Exercise details:
Return the data that follows, keeping every word and mark unchanged.

Exercise materials:
· · ·

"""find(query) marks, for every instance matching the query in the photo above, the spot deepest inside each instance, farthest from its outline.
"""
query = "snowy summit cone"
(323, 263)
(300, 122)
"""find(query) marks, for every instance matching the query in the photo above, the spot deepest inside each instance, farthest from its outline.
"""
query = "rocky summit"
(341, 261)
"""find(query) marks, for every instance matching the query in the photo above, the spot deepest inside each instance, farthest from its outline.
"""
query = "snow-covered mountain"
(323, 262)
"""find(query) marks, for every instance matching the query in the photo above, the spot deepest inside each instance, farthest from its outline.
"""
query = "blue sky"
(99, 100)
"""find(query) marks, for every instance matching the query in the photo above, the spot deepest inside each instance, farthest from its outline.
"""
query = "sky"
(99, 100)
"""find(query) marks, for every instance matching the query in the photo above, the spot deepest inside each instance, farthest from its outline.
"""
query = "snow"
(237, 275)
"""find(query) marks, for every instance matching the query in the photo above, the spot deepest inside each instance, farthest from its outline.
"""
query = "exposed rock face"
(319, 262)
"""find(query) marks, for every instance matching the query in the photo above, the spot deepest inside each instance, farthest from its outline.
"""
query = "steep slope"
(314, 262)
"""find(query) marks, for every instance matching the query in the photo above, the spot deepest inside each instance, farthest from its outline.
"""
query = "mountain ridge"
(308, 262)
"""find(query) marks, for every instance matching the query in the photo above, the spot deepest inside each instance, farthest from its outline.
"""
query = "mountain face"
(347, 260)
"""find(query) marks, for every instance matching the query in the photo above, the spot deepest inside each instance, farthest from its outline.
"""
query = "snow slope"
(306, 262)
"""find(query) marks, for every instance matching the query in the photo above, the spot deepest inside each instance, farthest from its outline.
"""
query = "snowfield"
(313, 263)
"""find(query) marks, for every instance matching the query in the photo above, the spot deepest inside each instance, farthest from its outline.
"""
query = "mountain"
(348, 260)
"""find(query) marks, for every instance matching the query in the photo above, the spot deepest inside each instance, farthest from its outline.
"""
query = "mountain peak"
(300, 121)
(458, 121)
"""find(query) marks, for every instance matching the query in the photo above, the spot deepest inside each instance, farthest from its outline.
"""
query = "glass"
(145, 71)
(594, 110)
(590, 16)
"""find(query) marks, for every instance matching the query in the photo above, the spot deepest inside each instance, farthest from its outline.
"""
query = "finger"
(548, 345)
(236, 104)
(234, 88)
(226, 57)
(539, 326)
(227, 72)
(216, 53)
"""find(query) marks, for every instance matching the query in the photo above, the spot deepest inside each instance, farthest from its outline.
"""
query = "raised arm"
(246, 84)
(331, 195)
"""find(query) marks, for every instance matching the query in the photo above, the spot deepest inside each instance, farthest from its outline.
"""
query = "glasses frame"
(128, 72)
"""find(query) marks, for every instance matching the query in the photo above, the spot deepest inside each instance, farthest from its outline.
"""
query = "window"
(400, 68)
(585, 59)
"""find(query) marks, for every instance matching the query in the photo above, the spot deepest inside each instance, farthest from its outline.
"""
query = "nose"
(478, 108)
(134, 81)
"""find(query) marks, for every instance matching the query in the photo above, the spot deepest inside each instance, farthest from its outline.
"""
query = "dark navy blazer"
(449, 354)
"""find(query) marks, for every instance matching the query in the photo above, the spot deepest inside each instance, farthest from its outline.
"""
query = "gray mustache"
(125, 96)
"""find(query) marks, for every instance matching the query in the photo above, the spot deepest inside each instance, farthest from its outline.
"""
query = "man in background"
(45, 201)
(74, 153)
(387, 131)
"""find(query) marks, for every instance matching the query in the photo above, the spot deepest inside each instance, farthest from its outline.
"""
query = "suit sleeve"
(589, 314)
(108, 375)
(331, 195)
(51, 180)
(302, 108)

· · ·

Written solution:
"""find(query) marks, for every instance matching the query in the photo above, the spot deepest inside each instance, farthest from its outline.
"""
query = "snowy summit cone"
(323, 263)
(300, 122)
"""find(query) marks, for every instance matching the query in the photo above, the spot deepest inside each instance, farthest from its outline.
"""
query = "rocky summit"
(341, 261)
"""find(query) marks, for every instance matching the query in the photo above, the spot deepest inside each instance, farthest from its outline.
"""
query = "snow-covered mountain"
(323, 262)
"""find(query) marks, for every instance matching the query in the photo above, the spot deepest inside each instance, farthest from its outline.
"""
query = "blue sky"
(99, 100)
"""find(query) marks, for every instance matching the query in the photo above, the spot deepest inside each instance, farthest from its outline.
"""
query = "sky"
(99, 100)
"""find(query) marks, for every instance matching the query in the photo above, the spot deepest inside each instance, farthest from its outline.
"""
query = "snow"
(237, 275)
"""find(query) marks, for every instance matching the query in the photo above, the spot deepest inside each instance, farthest from its outline.
"""
query = "exposed rock face"
(319, 262)
"""find(query) marks, for every instance matching the query in the photo above, the spot deepest inside each instance, farthest from its outline.
"""
query = "steep slope"
(314, 262)
"""find(query) marks, for every instance matching the query in the photo above, the spot deepest inside each instance, farthest from its outline.
"""
query = "mountain ridge"
(308, 262)
"""find(query) marks, for every instance matching the query in the photo above, the spot deepest inside each instance, farthest from its outline.
"""
query = "mountain face"
(347, 260)
"""find(query) marks, for every instance matching the query in the photo above, the spot deepest inside each instance, farthest from its outline.
"""
query = "snow slope"
(306, 262)
"""find(query) marks, for every instance matching the query in the photo above, the spot deepest inside each instance, farthest from its outline.
"""
query = "snowfield"
(313, 263)
"""find(query) marks, for every instance matching the query in the photo above, the spot deepest inside each instance, farthest from its outline.
"""
query = "mountain"
(348, 260)
"""find(query) marks, for every instance matching the query in the photo above, the spot deepest inside each instance, farthest from its outline.
"""
query = "mountain peak"
(300, 121)
(458, 121)
"""find(query) marks, for every instance matching the query in the photo above, the spot deepest inside each instance, farthest from its outline.
"""
query = "glass"
(145, 71)
(594, 110)
(590, 16)
"""find(query) marks, for every instance matching the query in the photo above, the spot deepest inside each instance, farthest from its outline.
"""
query = "finger"
(548, 345)
(236, 104)
(234, 88)
(226, 57)
(539, 326)
(227, 72)
(216, 53)
"""find(query) marks, for every instance matching the query in the photo above, the spot deepest inside each instance, farthest from its outline.
"""
query = "raised arm"
(246, 84)
(331, 195)
"""find(query) marks, for every instance matching the query in the photo above, the spot deepest inside each instance, farthest from its outline.
"""
query = "glasses frame"
(128, 72)
"""find(query) marks, for every instance matching the query in the photo above, the spot deepest inside each instance, farthest from its outline.
"""
query = "window"
(400, 68)
(585, 59)
"""find(query) marks, for every instance matching the query in the photo above, the spot deepest inside each instance, farthest from its outline.
"""
query = "nose"
(478, 108)
(134, 81)
"""find(query) marks, for every instance matching the query in the photo above, the spot deepest inside each instance, farthest from its outline.
"""
query = "dark navy blazer"
(449, 354)
"""find(query) marks, for every instance matching the query in the photo above, the spot deepest inside each instance, farthest from its outline.
"""
query = "gray mustache"
(125, 96)
"""find(query) marks, for every instance matching the query in the photo above, the spot deepest inside each instance, farthest from its outline.
"""
query = "man in background"
(45, 201)
(74, 153)
(387, 131)
"""find(query) marks, for every instance matching the query in the photo above, the spot deepest inside each instance, farthest from its outline.
"""
query = "suit sleeve"
(589, 314)
(108, 375)
(331, 195)
(51, 180)
(302, 108)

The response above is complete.